The first step in this process is assigning a unique integer ID to each token in our corpus. The following code block shows how this can be achieved using `gensim`.

In [5]:
id2word = gensim.corpora.Dictionary(texts)

The following code block shows how we can use the created `id2word` object to see the representation for a particular tweet.

In [6]:
current_tweet = 300
print(f'Our tweet tokens are:')
print(texts[current_tweet], '\n')

for word in texts[current_tweet]:
    word_id = id2word.token2id[word]
    num_documents = id2word.dfs[word_id]
    print(f'Word "{word}" is saved as {word_id} and occurs in {num_documents} document(s).')
    
print(f'\nIn total, the id2word mapping accounts for {len(id2word.token2id)} tokens.')

Our tweet tokens are:
['@peterpsquar', 'bro', 'send', 'sinc', 'two_day', 'im', 'stuck', 'school_run', 'cash_food', 'hope', 'im', 'lucki', 'today_god', 'continu_bless', '🙏_🙏', '🙏_🙏', '🙏_🙏', 'emeka', 'ugwunnaaccess', 'diamond', '00843395', '87'] 

Word "@peterpsquar" is saved as 3972 and occurs in 1 document(s).
Word "bro" is saved as 2074 and occurs in 16 document(s).
Word "send" is saved as 463 and occurs in 27 document(s).
Word "sinc" is saved as 1011 and occurs in 45 document(s).
Word "two_day" is saved as 3980 and occurs in 3 document(s).
Word "im" is saved as 1342 and occurs in 14 document(s).
Word "stuck" is saved as 3978 and occurs in 6 document(s).
Word "school_run" is saved as 3977 and occurs in 1 document(s).
Word "cash_food" is saved as 3973 and occurs in 1 document(s).
Word "hope" is saved as 2018 and occurs in 58 document(s).
Word "im" is saved as 1342 and occurs in 14 document(s).
Word "lucki" is saved as 3403 and occurs in 9 document(s).
Word "today_god" is saved as 3979 

The LDA technique is essentially an unsupervised machine learning technique that clusters words into groups (topics) and iteratively goes through the corpus improving word-to-group assignments. The algorithm may struggle to classify words that appear too frequently. Thus, `gensim` includes a `filter_extremes` method that we can use to restrict the words that are considered.

In [7]:
id2word.filter_extremes(no_below = 2, 
                        no_above = 0.1)

print(f'After filtering, the id2word mapping accounts for {len(id2word.token2id)} tokens.')

After filtering, the id2word mapping accounts for 9411 tokens.


The following code block prints our example again after filtering the extreme values.

In [8]:
print(f'Our tweet tokens are:')
print(texts[current_tweet], '\n')

for word in texts[current_tweet]:
    if word in id2word.token2id:
        word_id = id2word.token2id[word]
        num_documents = id2word.dfs[word_id]
        print(f'Word "{word}" is saved as {word_id} and occurs in {num_documents} documents.')
    else:
        print(f'"{word}" is not in id2word object.')
    
print(f'\nIn total, the id2word mapping accounts for {len(id2word.token2id)} tokens.')

Our tweet tokens are:
['@peterpsquar', 'bro', 'send', 'sinc', 'two_day', 'im', 'stuck', 'school_run', 'cash_food', 'hope', 'im', 'lucki', 'today_god', 'continu_bless', '🙏_🙏', '🙏_🙏', '🙏_🙏', 'emeka', 'ugwunnaaccess', 'diamond', '00843395', '87'] 

"@peterpsquar" is not in id2word object.

########

**STATED EXERCISE A:**
Extract each line of the listing that contains the string "notice". Match case exactly.
The gensim tutorial and the listing are separate, unrelated material.

[Saved items]
########

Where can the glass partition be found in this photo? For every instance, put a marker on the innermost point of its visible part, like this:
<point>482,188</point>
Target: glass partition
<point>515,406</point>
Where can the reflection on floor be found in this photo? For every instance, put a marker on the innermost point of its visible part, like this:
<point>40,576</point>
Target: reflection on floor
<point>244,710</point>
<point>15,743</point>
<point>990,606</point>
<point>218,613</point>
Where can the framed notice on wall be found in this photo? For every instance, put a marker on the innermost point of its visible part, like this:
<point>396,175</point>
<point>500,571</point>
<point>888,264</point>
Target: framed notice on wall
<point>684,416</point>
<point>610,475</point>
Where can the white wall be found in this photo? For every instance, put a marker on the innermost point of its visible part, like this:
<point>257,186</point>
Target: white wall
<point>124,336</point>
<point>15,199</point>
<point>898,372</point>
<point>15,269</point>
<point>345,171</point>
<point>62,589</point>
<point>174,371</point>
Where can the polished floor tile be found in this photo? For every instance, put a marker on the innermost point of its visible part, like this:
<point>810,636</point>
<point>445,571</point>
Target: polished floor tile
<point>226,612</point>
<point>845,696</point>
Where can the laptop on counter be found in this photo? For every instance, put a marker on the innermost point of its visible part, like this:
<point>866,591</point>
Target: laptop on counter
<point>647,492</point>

########

**STATED EXERCISE B:**
Carry on the gensim tutorial, starting right after its last line.

**WRITTEN REPLY A:**
Where can the framed notice on wall be found in this photo? For every instance, put a marker on the innermost point of its visible part, like this:
Target: framed notice on wall

**WRITTEN REPLY B:**
Word "bro" is saved as 1331 and occurs in 16 documents.
Word "send" is saved as 337 and occurs in 27 documents.
Word "sinc" is saved as 689 and occurs in 45 documents.
Word "two_day" is saved as 2345 and occurs in 3 documents.
Word "im" is saved as 894 and occurs in 14 documents.
Word "stuck" is saved as 2344 and occurs in 6 documents.
"school_run" is not in id2word object.
"cash_food" is not in id2word object.
Word "hope" is saved as 1291 and occurs in 58 documents.
Word "im" is saved as 894 and occurs in 14 documents.
Word "lucki" is saved as 2077 and occurs in 9 documents.
"today_god" is not in id2word object.
"continu_bless" is not in id2word object.
Word "🙏_🙏" is saved as 2346 and occurs in 7 docume

We can use the `doc2bow` method of our `id2word` object to get a numerical (BOW) representation for our corpus of tweets.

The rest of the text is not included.